* 任务目标: 请列出下方数据中含有字符串“ford”的每一行，整行照录。匹配时区分大小写。

* 输入材料:
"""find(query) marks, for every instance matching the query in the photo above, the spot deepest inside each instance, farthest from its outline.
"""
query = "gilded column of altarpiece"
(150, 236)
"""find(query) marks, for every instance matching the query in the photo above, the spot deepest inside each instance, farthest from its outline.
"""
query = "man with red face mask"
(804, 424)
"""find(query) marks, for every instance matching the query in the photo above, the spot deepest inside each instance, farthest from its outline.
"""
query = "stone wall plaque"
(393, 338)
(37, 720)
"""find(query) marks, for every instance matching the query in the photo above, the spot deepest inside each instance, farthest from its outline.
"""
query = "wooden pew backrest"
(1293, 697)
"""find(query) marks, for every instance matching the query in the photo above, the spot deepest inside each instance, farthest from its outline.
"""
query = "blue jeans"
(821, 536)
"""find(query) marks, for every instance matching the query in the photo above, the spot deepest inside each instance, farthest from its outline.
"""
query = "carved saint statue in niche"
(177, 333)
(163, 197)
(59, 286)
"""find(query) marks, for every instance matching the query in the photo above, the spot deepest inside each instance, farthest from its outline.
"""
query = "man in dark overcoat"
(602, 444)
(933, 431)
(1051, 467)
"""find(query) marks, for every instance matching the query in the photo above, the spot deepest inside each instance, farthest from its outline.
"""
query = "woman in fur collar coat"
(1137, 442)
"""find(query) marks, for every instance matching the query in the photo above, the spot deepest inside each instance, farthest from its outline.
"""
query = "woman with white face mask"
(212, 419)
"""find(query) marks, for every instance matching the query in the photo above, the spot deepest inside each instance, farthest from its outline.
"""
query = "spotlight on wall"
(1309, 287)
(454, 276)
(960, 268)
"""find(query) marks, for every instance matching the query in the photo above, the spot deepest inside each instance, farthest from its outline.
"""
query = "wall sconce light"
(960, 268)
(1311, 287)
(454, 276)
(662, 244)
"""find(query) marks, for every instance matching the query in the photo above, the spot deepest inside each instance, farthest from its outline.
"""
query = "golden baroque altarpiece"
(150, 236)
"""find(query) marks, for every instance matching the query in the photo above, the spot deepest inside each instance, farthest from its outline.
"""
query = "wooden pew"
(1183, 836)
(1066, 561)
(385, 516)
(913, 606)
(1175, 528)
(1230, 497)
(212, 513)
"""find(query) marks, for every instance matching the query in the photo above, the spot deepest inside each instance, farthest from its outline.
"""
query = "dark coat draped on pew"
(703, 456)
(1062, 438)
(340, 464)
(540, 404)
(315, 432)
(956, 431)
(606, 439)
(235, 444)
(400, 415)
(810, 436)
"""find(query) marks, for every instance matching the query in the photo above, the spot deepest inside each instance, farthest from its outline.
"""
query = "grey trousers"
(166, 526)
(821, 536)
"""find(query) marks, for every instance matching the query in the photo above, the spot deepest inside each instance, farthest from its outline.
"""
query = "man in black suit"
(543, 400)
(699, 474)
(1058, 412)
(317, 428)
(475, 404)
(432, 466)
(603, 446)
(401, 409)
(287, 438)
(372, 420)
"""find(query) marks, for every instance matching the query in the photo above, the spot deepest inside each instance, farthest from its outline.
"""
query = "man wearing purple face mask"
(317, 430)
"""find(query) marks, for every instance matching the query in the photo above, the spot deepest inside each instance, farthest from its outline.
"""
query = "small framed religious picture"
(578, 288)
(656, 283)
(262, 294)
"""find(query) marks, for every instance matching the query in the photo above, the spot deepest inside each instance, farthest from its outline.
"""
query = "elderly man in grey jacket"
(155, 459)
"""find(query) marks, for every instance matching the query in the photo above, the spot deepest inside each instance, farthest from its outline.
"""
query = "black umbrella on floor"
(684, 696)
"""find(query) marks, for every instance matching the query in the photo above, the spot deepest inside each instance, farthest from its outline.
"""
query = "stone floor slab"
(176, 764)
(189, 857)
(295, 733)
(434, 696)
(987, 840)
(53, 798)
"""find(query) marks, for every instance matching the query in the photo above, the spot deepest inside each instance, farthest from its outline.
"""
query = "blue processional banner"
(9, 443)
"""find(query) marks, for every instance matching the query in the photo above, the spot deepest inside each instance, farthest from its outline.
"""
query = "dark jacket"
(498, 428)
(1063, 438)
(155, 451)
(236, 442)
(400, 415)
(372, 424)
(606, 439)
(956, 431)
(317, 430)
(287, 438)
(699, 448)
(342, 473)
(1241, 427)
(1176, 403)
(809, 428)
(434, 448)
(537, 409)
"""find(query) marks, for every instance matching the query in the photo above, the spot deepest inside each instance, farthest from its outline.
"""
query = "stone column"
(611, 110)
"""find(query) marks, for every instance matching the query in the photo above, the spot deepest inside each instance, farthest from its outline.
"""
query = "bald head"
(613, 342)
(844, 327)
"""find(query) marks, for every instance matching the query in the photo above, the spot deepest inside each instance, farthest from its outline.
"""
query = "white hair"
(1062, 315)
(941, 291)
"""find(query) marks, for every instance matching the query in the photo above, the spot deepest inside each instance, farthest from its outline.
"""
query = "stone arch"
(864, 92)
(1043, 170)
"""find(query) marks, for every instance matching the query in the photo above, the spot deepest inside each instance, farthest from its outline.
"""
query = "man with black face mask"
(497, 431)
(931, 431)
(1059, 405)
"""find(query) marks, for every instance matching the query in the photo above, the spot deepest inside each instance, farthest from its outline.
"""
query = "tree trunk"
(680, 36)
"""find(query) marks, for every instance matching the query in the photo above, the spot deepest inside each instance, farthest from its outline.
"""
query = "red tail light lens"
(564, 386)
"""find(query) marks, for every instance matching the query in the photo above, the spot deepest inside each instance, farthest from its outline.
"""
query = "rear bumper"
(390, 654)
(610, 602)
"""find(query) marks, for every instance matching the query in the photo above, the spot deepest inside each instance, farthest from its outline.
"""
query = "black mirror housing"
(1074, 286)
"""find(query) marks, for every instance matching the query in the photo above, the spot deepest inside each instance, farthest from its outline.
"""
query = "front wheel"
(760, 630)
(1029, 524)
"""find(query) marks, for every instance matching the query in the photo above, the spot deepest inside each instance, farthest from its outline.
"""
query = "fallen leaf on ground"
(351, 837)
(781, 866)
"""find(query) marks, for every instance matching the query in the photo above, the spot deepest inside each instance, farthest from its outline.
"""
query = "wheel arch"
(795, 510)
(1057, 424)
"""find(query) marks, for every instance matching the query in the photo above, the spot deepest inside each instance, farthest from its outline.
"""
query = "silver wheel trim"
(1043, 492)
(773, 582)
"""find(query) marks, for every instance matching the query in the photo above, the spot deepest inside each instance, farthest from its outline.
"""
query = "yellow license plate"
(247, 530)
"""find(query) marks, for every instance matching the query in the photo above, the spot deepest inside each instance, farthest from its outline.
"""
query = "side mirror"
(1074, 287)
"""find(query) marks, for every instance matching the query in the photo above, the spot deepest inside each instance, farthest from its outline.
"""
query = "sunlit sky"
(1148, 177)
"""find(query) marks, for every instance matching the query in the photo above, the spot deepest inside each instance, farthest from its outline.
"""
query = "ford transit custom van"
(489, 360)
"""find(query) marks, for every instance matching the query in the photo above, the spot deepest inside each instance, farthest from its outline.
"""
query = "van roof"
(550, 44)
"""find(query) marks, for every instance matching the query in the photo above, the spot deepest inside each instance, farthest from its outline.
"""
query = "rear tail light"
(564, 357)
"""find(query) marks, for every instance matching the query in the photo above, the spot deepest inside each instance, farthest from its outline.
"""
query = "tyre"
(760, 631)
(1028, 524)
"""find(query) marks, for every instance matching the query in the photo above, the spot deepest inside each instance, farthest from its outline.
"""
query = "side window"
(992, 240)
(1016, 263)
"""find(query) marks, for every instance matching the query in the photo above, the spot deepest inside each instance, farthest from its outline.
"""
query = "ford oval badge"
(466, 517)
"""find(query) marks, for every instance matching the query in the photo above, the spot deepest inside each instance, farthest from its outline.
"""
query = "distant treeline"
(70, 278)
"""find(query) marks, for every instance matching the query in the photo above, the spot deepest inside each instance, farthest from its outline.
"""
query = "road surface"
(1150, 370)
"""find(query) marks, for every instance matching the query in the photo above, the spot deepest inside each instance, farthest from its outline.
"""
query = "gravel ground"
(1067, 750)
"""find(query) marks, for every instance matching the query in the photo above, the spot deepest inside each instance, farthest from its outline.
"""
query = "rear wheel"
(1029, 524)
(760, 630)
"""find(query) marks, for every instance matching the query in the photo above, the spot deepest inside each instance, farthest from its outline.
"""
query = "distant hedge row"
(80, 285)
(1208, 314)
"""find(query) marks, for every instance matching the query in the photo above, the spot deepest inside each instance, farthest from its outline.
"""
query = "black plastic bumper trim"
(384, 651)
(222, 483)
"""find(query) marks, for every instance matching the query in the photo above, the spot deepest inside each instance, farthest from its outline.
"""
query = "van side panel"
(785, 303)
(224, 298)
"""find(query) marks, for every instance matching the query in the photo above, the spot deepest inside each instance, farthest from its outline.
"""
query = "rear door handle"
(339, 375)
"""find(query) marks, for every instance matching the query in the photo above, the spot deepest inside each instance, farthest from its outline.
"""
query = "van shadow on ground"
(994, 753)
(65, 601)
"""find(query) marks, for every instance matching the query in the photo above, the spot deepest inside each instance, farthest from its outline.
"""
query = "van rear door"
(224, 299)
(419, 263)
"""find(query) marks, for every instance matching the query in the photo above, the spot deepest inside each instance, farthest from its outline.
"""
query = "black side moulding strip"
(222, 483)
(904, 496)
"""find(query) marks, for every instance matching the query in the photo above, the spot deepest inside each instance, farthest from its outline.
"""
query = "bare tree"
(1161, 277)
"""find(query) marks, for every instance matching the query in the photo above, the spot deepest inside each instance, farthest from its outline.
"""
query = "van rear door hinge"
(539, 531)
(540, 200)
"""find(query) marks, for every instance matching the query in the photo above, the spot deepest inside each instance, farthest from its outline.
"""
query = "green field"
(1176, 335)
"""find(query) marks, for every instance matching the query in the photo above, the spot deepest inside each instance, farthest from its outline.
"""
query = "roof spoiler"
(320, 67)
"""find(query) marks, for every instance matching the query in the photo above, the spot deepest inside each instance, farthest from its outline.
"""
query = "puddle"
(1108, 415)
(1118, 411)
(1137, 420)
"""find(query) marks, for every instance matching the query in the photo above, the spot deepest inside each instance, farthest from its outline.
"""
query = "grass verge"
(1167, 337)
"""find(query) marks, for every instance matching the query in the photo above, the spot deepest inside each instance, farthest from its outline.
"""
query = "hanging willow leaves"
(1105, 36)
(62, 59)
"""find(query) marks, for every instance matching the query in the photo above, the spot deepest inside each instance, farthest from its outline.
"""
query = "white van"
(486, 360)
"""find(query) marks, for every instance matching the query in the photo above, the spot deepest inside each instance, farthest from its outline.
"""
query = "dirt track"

* 练习输出:
query = "ford transit custom van"
query = "ford oval badge"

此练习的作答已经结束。